## TASK INSTRUCTIONS:
1. How many lines of the records contain the string "plant", with case counting? Give only the number.
2. Can you continue the discussion of wood flooring in bathrooms from where it stops?

--- start of SELECTED EXCERPT ---

I have brazilian cherry in my own master bath. No special treatment, but my wife and I are not water slobs. It's held up fine, no show of damage at all.
In other's baths I've had the flooring poly'd on 5 sides prior to nailing it down. Install, then sand, then standard finish on the show surface. It's more work, but with there not being a whole lot of wood in the bath it's tolerable. And yes, the customer will pay for it...or the flooring doesn't go down.
Many homes here have heart pine floors throughout. This wood is naturally more rot resistant and stable but the ones where I see any trouble are those that recieve little or no care and maintainance for years. The most common place for trouble is not near the tub but under and behind the toilet. The porcelan sweats terribly in our high summer huimidity and the floor can stay weet for months.
With good installation and good coats of polyurethene or tung oil, I see no reason to fear it.Excellence is its own reward!
Edited 9/24/2002 11:55:38 AM ET by piffin
To All - Thanks for the sound advice and encouragement, I appreciate the feedback and experiances you've had. Wood floors, here we come!
Junior
Engineered floors shouldn't move in areas where moisture is an issue, such as bathroom. I think this is something that should be thought out because the exposure doesn't just come from someone standing wet on the floor, but from steam as well (especially if you are my wife... the steam is so thick when she's done that I need to bring in auxiliary air to clear it out!). The last thing you would want is to be called back to a job because the nice maple floor you installed a few months ago is cupped something aweful.

--- end of SELECTED EXCERPT ---
--- start of DATA SUPPLIED ---

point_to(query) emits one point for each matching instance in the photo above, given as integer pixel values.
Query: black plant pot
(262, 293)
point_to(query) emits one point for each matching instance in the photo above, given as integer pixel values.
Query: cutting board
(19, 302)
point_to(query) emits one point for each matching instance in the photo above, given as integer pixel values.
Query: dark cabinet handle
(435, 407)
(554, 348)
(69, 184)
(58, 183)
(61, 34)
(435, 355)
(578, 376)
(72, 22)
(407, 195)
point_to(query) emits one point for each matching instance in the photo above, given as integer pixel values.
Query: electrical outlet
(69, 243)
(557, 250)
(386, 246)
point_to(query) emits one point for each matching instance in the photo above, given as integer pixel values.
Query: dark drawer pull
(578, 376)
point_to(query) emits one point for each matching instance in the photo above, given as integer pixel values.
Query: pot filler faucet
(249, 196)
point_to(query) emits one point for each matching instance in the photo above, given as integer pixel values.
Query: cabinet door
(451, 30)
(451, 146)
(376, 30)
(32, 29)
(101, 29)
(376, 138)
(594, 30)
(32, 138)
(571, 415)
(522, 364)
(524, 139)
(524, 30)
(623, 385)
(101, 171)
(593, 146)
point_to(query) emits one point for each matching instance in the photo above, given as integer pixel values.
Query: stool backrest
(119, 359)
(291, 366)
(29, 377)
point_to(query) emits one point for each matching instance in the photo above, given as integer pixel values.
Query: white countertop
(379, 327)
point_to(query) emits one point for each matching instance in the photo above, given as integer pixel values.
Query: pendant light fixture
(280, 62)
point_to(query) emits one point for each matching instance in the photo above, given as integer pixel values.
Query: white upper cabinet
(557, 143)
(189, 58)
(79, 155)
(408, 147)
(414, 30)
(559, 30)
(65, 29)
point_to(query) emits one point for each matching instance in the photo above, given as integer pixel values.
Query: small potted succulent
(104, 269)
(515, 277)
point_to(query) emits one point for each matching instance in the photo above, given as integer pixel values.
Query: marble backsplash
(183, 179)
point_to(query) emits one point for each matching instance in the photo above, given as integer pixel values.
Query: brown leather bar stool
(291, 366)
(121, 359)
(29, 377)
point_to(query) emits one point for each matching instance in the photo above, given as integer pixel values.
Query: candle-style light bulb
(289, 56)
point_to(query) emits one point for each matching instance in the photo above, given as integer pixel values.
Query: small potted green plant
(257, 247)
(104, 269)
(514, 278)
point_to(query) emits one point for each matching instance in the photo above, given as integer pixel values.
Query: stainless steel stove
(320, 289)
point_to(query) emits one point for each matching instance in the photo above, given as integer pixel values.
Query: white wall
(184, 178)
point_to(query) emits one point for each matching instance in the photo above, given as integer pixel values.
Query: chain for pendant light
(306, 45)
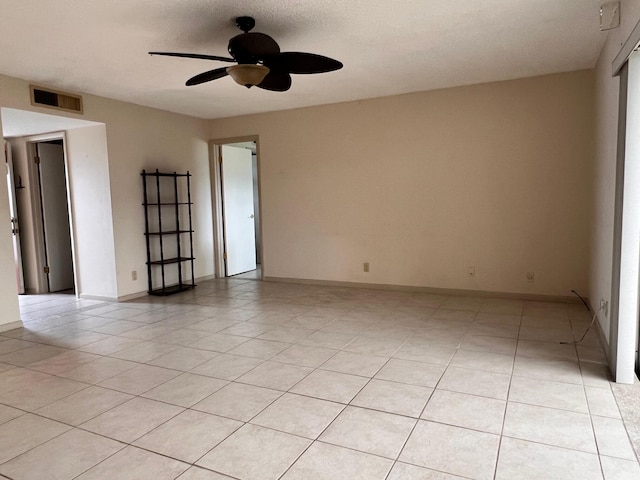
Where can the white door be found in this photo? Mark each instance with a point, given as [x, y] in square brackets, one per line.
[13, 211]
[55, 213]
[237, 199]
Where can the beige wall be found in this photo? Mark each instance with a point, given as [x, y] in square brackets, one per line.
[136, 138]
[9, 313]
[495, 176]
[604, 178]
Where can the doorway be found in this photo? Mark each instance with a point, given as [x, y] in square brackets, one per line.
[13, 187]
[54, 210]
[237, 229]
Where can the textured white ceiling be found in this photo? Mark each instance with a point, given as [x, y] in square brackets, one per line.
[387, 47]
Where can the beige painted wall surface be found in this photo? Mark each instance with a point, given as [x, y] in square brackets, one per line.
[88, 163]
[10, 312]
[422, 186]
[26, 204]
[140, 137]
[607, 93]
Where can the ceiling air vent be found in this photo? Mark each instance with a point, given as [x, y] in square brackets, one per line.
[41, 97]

--- end of DATA SUPPLIED ---

## RESPONSES BY TASK:
1. 2

2.
Yea, you raise a good point. I know engineered floors are supposed to be more stable, ie with a particle/resin core, but we all know what happens to that material when they do get wet. I'm leaning toward prefinished solid hardwood, with several coats of spray poly on all the unfinished sides. Over a garage, I'll put down 15# felt as well. Sometimes you just gotta go for it. Thanks for your help.
I have a wood floor in my 1/2 bath and the problem I have is when the toilet over flows this happened more than once .It didn't do much damage but the edges have raised a 1/16th or more .I wish I had thought of tile around the toilet and wood for the traffic area.
ANDYSZ2
Thanks, that's a good point. And we all know it's gonna happen sometime!
Personally, I would only put a wood floor in baths that don't get used too often. Most HO's (and especially the kids) don't pay much if any attention to care and maintainance in a bathroom. In a master bath or the one where the kids are bathing, tile all the way. This might be one of those HO ideas that looks great in magazines next to those $100,000 kitchens that no one uses. I love hardwood floors, so I agree it's beautiful, but unless the customer is committed to understanding its limitations and taking care of it, it can be a bad idea from a practical standpoint.
Sound advice, I appreciate your objectivity. Thanks!
Excellent point and one I made the mistake of assuming.
Some of the old places here hace a marble base to the throne for spills and sweat to drip on. One guy has replicated that with solid surface material (Corian) relieved to hold a thin film of that dangerous hydrogen dioxideExcellence is its own reward!